## Exercise requirements
Write out, unchanged, the part of the entries below that opens with their first line and closes with the line containing "37;12;217;168", including both of those lines.

[start Listing]

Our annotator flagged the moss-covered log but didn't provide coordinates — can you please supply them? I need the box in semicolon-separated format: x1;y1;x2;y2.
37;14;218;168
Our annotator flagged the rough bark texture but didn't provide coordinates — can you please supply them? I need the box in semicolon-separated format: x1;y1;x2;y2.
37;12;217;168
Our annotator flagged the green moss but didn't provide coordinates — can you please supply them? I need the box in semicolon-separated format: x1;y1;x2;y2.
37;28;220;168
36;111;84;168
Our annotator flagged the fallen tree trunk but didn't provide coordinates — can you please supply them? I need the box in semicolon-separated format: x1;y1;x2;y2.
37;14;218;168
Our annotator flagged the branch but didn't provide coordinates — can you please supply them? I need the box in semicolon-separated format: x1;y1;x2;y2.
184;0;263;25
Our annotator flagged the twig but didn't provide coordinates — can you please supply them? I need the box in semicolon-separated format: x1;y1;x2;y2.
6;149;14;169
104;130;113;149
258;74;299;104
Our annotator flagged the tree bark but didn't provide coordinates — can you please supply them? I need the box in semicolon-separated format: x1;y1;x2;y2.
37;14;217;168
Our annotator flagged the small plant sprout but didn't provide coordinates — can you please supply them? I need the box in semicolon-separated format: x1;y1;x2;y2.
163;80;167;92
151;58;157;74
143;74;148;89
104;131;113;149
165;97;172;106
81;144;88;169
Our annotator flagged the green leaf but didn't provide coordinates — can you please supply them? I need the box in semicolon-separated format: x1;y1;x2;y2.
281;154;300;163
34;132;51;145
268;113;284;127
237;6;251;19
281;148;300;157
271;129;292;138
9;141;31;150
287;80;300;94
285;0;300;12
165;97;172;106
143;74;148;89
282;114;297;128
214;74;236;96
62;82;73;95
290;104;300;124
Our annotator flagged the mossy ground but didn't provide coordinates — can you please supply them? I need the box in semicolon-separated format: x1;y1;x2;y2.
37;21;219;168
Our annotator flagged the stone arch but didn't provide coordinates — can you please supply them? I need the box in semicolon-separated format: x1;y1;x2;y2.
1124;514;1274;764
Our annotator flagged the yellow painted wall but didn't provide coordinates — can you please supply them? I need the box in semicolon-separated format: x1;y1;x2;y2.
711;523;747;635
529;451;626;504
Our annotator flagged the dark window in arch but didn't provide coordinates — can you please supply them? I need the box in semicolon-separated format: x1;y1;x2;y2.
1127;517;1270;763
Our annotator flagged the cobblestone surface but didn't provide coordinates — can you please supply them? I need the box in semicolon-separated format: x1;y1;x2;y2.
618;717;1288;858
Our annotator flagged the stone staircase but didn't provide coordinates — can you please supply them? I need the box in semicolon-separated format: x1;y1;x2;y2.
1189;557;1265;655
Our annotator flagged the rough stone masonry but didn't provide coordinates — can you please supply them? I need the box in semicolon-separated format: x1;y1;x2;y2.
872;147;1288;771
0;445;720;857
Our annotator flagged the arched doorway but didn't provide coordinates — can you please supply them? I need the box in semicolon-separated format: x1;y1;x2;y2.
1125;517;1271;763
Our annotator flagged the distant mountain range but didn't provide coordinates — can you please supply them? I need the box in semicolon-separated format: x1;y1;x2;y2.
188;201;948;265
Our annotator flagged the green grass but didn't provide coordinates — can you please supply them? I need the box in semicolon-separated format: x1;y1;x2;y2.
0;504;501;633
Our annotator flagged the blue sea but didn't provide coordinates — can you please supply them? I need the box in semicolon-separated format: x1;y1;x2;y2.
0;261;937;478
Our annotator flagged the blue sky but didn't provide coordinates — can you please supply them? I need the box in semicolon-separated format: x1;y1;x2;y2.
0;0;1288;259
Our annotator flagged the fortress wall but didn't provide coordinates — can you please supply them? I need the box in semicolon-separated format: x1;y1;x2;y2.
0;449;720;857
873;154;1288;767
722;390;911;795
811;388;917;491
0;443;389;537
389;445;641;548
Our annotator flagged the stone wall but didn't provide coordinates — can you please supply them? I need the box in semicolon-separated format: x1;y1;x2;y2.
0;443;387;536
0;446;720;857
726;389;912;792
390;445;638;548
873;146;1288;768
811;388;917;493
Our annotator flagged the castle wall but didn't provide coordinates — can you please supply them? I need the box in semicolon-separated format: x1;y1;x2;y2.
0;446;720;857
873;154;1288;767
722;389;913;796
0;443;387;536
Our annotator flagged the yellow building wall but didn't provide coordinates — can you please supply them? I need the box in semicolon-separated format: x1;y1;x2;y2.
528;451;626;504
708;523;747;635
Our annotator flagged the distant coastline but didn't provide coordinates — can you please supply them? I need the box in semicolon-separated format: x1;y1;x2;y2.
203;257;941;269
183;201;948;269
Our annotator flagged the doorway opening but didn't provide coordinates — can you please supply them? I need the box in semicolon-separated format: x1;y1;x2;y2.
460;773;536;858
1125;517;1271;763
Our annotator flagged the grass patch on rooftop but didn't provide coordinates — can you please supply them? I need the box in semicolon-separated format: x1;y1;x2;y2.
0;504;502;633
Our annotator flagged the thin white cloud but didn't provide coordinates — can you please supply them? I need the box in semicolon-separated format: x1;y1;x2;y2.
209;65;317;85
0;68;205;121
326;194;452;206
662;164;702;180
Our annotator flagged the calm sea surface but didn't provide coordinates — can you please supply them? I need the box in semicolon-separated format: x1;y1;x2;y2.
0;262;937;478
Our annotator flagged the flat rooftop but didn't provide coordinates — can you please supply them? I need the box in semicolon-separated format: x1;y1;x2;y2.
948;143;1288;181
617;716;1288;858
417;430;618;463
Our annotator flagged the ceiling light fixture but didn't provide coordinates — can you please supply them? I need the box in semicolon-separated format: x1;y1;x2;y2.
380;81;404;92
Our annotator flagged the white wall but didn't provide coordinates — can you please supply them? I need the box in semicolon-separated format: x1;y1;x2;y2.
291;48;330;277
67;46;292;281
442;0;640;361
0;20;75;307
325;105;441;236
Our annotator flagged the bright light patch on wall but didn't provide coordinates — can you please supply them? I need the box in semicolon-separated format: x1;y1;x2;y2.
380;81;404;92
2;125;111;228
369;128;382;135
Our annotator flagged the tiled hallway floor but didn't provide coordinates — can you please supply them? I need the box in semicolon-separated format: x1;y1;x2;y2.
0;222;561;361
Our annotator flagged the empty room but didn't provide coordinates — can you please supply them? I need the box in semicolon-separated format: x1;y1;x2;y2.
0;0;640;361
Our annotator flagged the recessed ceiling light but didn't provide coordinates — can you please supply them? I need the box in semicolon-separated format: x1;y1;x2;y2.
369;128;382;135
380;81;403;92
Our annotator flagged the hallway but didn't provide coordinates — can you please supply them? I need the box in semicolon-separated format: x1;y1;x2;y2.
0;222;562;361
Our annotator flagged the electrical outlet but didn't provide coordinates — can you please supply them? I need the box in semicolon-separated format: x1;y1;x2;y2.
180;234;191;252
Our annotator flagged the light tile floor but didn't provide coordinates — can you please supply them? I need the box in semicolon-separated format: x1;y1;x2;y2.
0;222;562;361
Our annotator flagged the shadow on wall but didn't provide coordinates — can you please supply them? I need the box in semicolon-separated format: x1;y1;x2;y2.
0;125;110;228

[end Listing]

## Answer to this exercise
Our annotator flagged the moss-covered log but didn't provide coordinates — can you please supply them? I need the box in semicolon-separated format: x1;y1;x2;y2.
37;14;218;168
Our annotator flagged the rough bark texture but didn't provide coordinates — can you please supply them? I need the box in semicolon-separated format: x1;y1;x2;y2.
37;12;217;168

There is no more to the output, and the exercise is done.